Coordinate annotation entries
== == ==

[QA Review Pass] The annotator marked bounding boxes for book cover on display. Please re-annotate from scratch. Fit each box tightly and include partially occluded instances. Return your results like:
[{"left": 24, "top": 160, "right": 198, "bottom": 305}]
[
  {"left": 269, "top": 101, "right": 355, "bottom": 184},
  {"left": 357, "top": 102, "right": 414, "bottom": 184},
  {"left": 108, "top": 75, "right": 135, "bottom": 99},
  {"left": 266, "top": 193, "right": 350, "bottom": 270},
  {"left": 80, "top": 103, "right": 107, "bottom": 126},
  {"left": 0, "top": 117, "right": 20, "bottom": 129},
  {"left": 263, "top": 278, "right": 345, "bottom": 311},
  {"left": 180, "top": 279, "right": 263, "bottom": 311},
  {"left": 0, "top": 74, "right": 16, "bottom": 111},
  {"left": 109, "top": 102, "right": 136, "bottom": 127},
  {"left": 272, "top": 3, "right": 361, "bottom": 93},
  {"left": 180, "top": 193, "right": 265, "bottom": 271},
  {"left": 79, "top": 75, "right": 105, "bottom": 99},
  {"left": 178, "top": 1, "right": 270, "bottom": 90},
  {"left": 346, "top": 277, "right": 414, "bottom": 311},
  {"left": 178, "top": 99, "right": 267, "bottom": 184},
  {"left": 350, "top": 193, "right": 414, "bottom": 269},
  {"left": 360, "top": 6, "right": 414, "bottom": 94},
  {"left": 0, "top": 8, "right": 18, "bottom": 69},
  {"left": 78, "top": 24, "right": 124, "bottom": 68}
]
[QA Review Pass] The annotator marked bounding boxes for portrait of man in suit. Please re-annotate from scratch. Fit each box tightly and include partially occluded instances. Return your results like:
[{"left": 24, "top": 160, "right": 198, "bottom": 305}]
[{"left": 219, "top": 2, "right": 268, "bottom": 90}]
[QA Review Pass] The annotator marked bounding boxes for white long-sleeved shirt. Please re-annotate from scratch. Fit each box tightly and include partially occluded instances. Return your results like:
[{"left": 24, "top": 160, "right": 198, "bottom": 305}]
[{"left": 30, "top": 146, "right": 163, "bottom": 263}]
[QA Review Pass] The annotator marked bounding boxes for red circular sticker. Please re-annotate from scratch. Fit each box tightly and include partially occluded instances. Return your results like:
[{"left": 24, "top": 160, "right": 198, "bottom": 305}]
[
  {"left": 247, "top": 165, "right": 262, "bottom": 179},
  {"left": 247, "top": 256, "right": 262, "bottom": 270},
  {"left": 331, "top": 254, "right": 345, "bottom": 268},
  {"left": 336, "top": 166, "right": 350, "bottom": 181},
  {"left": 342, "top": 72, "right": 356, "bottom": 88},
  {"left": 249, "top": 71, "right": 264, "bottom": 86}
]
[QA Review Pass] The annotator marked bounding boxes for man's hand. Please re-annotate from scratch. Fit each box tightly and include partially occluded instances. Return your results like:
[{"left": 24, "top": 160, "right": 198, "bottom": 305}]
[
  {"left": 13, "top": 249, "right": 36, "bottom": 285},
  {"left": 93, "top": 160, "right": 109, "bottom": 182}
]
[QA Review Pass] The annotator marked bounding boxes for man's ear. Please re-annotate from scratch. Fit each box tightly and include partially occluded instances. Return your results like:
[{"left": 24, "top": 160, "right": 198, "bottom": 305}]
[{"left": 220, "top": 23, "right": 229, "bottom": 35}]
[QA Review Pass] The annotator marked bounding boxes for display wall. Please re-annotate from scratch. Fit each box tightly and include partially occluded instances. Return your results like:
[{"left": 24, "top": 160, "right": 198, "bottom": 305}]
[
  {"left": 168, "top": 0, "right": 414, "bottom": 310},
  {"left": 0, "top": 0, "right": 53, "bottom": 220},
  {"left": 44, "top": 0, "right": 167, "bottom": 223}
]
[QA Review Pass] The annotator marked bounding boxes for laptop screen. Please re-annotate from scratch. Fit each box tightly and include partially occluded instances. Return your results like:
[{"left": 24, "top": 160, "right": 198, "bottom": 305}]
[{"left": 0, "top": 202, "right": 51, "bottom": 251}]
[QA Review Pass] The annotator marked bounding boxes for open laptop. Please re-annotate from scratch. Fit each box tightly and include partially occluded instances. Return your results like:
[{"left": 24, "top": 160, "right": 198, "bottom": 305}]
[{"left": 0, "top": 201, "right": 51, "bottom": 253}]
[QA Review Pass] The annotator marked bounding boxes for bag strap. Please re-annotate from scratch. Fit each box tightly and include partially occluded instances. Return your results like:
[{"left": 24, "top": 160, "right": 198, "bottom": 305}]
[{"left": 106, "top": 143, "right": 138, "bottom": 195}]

== == ==

■ What is being asked ■
Write out all the records above again, exactly as they stand.

■ Exercise answer ■
[QA Review Pass] The annotator marked bounding boxes for book cover on display. Please re-annotate from scratch. Fit each box tightly and include partially occluded instances. Return your results like:
[{"left": 24, "top": 160, "right": 198, "bottom": 305}]
[
  {"left": 269, "top": 101, "right": 355, "bottom": 184},
  {"left": 357, "top": 102, "right": 414, "bottom": 184},
  {"left": 108, "top": 75, "right": 135, "bottom": 99},
  {"left": 266, "top": 193, "right": 350, "bottom": 270},
  {"left": 80, "top": 103, "right": 107, "bottom": 126},
  {"left": 0, "top": 117, "right": 20, "bottom": 129},
  {"left": 263, "top": 278, "right": 345, "bottom": 311},
  {"left": 180, "top": 279, "right": 263, "bottom": 311},
  {"left": 0, "top": 74, "right": 16, "bottom": 111},
  {"left": 109, "top": 102, "right": 136, "bottom": 127},
  {"left": 272, "top": 3, "right": 361, "bottom": 93},
  {"left": 180, "top": 193, "right": 265, "bottom": 271},
  {"left": 79, "top": 75, "right": 105, "bottom": 99},
  {"left": 178, "top": 1, "right": 270, "bottom": 90},
  {"left": 346, "top": 277, "right": 414, "bottom": 311},
  {"left": 178, "top": 99, "right": 267, "bottom": 184},
  {"left": 350, "top": 193, "right": 414, "bottom": 269},
  {"left": 360, "top": 6, "right": 414, "bottom": 94},
  {"left": 0, "top": 8, "right": 18, "bottom": 69},
  {"left": 78, "top": 24, "right": 124, "bottom": 68}
]
[QA Review Pass] The annotator marked bounding boxes for portrait of man in suit. Please re-annotate from scratch. Fit each box tightly and include partially occluded instances. Return your results like:
[{"left": 24, "top": 160, "right": 198, "bottom": 305}]
[{"left": 219, "top": 2, "right": 268, "bottom": 90}]
[QA Review Pass] The annotator marked bounding boxes for white long-sleeved shirt. Please re-annotate from scratch. Fit each box tightly and include partially occluded instances. Return your results like:
[{"left": 24, "top": 160, "right": 198, "bottom": 305}]
[{"left": 30, "top": 146, "right": 163, "bottom": 263}]
[QA Review Pass] The annotator marked bounding boxes for red circular sticker. Please re-annotate from scratch. Fit each box tightly and include partially occluded instances. Return your results like:
[{"left": 24, "top": 160, "right": 198, "bottom": 305}]
[
  {"left": 247, "top": 165, "right": 262, "bottom": 179},
  {"left": 247, "top": 256, "right": 262, "bottom": 270},
  {"left": 331, "top": 254, "right": 345, "bottom": 268},
  {"left": 336, "top": 166, "right": 350, "bottom": 181},
  {"left": 342, "top": 72, "right": 356, "bottom": 88},
  {"left": 249, "top": 71, "right": 264, "bottom": 86}
]
[QA Review Pass] The annotator marked bounding boxes for man's hand. Please re-annotate from scratch. Fit each box tightly and include partially occluded instances. Return your results like:
[{"left": 24, "top": 160, "right": 198, "bottom": 305}]
[
  {"left": 13, "top": 249, "right": 36, "bottom": 285},
  {"left": 93, "top": 160, "right": 109, "bottom": 182}
]
[QA Review Pass] The annotator marked bounding boxes for man's ear. Please re-annotate from scratch. Fit each box tightly and include partially occluded instances. Return your results like:
[{"left": 24, "top": 160, "right": 198, "bottom": 305}]
[{"left": 220, "top": 23, "right": 229, "bottom": 35}]
[QA Review Pass] The annotator marked bounding boxes for display wall. Please re-annotate from scratch. Fit each box tightly and include partially occluded instances. Return your results like:
[{"left": 24, "top": 160, "right": 198, "bottom": 305}]
[
  {"left": 168, "top": 0, "right": 414, "bottom": 310},
  {"left": 0, "top": 0, "right": 53, "bottom": 220},
  {"left": 44, "top": 0, "right": 167, "bottom": 223}
]
[QA Review Pass] The annotator marked bounding boxes for laptop screen. Please re-annotate from scratch. Fit each box tightly and include partially occluded instances. Return your results like:
[{"left": 24, "top": 160, "right": 198, "bottom": 305}]
[{"left": 0, "top": 202, "right": 51, "bottom": 251}]
[QA Review Pass] The annotator marked bounding boxes for open laptop. Please re-annotate from scratch. Fit each box tightly and include partially occluded instances. Return your results like:
[{"left": 24, "top": 160, "right": 198, "bottom": 305}]
[{"left": 0, "top": 201, "right": 51, "bottom": 253}]
[QA Review Pass] The annotator marked bounding boxes for bag strap. Please re-annotate from scratch. Fit each box tightly and include partially occluded instances. Return your results like:
[{"left": 24, "top": 160, "right": 198, "bottom": 305}]
[{"left": 106, "top": 143, "right": 138, "bottom": 195}]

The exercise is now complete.